> **Brief**
Restate all of the data exactly.

-------------------------

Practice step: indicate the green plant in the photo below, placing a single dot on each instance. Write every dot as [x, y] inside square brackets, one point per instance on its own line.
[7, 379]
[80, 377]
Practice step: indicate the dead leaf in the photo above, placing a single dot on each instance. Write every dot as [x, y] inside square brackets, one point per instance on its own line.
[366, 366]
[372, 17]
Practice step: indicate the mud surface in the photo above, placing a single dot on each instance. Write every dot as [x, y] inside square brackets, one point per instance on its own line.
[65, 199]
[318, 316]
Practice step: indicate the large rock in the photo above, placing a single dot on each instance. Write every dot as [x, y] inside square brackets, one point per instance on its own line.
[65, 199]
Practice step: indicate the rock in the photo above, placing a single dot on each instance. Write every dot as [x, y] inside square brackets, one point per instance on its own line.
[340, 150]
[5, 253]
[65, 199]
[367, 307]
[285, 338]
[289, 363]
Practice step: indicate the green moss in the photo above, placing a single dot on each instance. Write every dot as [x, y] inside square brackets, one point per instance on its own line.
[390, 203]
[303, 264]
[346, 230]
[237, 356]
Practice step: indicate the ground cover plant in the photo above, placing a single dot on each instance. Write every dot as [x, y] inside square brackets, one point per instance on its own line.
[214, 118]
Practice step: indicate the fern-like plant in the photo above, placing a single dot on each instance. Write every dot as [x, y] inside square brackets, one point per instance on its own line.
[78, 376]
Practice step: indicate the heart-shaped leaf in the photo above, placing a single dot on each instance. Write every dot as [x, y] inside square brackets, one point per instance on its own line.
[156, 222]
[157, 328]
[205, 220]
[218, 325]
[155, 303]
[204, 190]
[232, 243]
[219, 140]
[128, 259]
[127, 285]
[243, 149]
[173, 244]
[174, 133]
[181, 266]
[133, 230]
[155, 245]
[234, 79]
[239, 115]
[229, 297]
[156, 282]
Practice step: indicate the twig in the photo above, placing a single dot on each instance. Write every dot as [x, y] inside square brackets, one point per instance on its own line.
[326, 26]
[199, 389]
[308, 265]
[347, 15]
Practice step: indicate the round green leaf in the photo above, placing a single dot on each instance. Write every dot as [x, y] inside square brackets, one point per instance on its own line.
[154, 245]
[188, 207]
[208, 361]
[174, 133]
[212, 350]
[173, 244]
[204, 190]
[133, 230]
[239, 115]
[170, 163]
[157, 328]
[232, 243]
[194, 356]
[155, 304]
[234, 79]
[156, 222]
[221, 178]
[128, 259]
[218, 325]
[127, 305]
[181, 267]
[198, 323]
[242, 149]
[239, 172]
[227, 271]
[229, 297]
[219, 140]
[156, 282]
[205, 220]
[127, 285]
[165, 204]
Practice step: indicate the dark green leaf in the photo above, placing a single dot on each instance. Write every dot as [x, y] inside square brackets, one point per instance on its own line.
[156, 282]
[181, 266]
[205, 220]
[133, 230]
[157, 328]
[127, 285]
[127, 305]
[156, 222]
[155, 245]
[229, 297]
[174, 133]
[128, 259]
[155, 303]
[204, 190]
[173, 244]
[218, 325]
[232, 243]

-------------------------

> **Written answer**
Practice step: indicate the green plant in the photo below, placing a single dot on each instance. Write every dot as [x, y] inside square brackets, one point per instance on its own line.
[7, 379]
[80, 377]
Practice step: indicate the dead leaf in the photo above, placing a single dot on each instance. Write every dot as [x, y] inside square brackets, one point per instance on its own line.
[366, 366]
[372, 17]
Practice step: indicate the mud surface in the photo above, placing a single dot on each instance. Write every dot as [x, y] inside square brackets, one point per instance on its own line.
[65, 199]
[318, 316]
Practice step: indicate the large rock in the photo above, placing a single dot on each instance. Write every dot as [x, y] inside square brackets, one point per instance on its own line.
[65, 199]
Practice step: indicate the rock in the photo above, placing a single dot on each instance. Write every dot as [x, y] inside square brackets, one point per instance on its own line.
[340, 150]
[5, 253]
[65, 199]
[367, 307]
[285, 338]
[289, 363]
Practice step: indicate the green moss in the photo above, placing a single dot on each instance. Write every dot as [x, y] inside square brackets, one point per instance on its own line.
[390, 203]
[303, 264]
[346, 230]
[237, 356]
Practice step: indicate the ground cover plant in the photo above, placing a single dot on each instance. Write every dot as [x, y] inside square brackets, one point per instance on its own line.
[214, 118]
Practice step: indicate the fern-like plant in the photo above, placing a single dot on each instance. Write every dot as [x, y] inside square brackets, one point per instance on its own line.
[78, 376]
Practice step: indicate the heart-shaped leaf in the photo above, placing a single dot on each instance. Write every dot as [x, y] inside square brackets, one point per instance on its own line.
[156, 222]
[157, 328]
[205, 220]
[218, 325]
[155, 303]
[204, 190]
[232, 243]
[219, 140]
[128, 259]
[127, 285]
[243, 149]
[173, 244]
[174, 133]
[181, 266]
[133, 230]
[155, 245]
[234, 79]
[239, 115]
[229, 297]
[156, 282]
Practice step: indicate the twig in the photo above, placing a single dot on each instance. Write every dot as [x, y] inside square brackets, one point per instance on its own line.
[326, 26]
[199, 389]
[308, 265]
[347, 15]
Practice step: indicate the round green leaf in the photo above, placing a single dot on each instance. Write every dot as [x, y] inside square brackets, one point per instance on its own line.
[154, 245]
[188, 207]
[208, 361]
[174, 133]
[212, 350]
[173, 244]
[204, 190]
[133, 230]
[239, 115]
[170, 163]
[157, 328]
[232, 243]
[194, 356]
[155, 304]
[234, 79]
[156, 222]
[221, 178]
[128, 259]
[218, 325]
[127, 305]
[181, 267]
[198, 323]
[242, 149]
[239, 172]
[227, 271]
[229, 297]
[219, 140]
[156, 282]
[205, 220]
[127, 285]
[165, 204]
Practice step: indicate the dark green leaf in the photo above, placing a single dot on each instance. Write every dot as [x, y] inside square brackets, one point per instance on its own line.
[156, 282]
[181, 266]
[205, 220]
[133, 230]
[157, 328]
[127, 285]
[127, 305]
[156, 222]
[155, 245]
[229, 297]
[174, 133]
[128, 259]
[155, 303]
[204, 190]
[173, 244]
[218, 325]
[232, 243]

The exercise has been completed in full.